» **Stored data entries**:

+++

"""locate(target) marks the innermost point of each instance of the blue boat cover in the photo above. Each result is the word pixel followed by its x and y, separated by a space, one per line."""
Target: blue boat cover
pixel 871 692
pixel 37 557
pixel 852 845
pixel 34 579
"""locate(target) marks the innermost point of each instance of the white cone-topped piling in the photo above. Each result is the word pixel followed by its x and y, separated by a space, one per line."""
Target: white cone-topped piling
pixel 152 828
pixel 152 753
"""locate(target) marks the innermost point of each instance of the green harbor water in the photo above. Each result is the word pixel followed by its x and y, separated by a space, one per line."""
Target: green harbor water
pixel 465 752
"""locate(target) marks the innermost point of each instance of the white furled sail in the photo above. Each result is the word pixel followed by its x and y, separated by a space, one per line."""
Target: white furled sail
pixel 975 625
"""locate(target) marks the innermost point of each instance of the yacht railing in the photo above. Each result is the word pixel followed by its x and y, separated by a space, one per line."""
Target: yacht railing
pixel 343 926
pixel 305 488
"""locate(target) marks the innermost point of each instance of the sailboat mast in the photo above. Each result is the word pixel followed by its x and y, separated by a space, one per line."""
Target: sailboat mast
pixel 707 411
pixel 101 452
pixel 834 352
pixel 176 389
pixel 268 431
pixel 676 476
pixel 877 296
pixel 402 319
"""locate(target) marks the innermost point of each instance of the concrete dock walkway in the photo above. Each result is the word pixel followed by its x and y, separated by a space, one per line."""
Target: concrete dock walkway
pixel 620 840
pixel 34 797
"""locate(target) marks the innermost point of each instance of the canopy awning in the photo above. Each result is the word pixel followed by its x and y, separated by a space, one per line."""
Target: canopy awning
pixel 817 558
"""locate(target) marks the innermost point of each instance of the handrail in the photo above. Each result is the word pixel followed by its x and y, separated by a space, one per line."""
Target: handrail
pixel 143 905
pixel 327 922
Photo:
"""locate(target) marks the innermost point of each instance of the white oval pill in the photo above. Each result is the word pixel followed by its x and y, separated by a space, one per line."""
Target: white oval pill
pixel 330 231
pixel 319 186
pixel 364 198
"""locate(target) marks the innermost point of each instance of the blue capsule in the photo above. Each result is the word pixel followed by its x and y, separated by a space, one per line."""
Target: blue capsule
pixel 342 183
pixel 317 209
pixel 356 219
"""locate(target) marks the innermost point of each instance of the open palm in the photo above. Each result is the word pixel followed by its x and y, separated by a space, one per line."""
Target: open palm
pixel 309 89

+++

» **WHAT YOU WILL DO**: For this exercise, reproduce exactly each line from the one containing "Target: white oval pill" through the last line of the data, and no others.

» **EXERCISE RESPONSE**:
Target: white oval pill
pixel 330 231
pixel 319 186
pixel 364 198
"""locate(target) marks the innermost point of each instance of the blue capsule in the photo above. Each result is the word pixel followed by its x and y, separated by a space, one per line."""
Target: blue capsule
pixel 342 183
pixel 317 209
pixel 356 219
"""locate(target) marks the innermost point of each instance of the open palm in the photo above. Each result is the word pixel followed by its x and y, separated by a space, one per line."""
Target: open palm
pixel 309 89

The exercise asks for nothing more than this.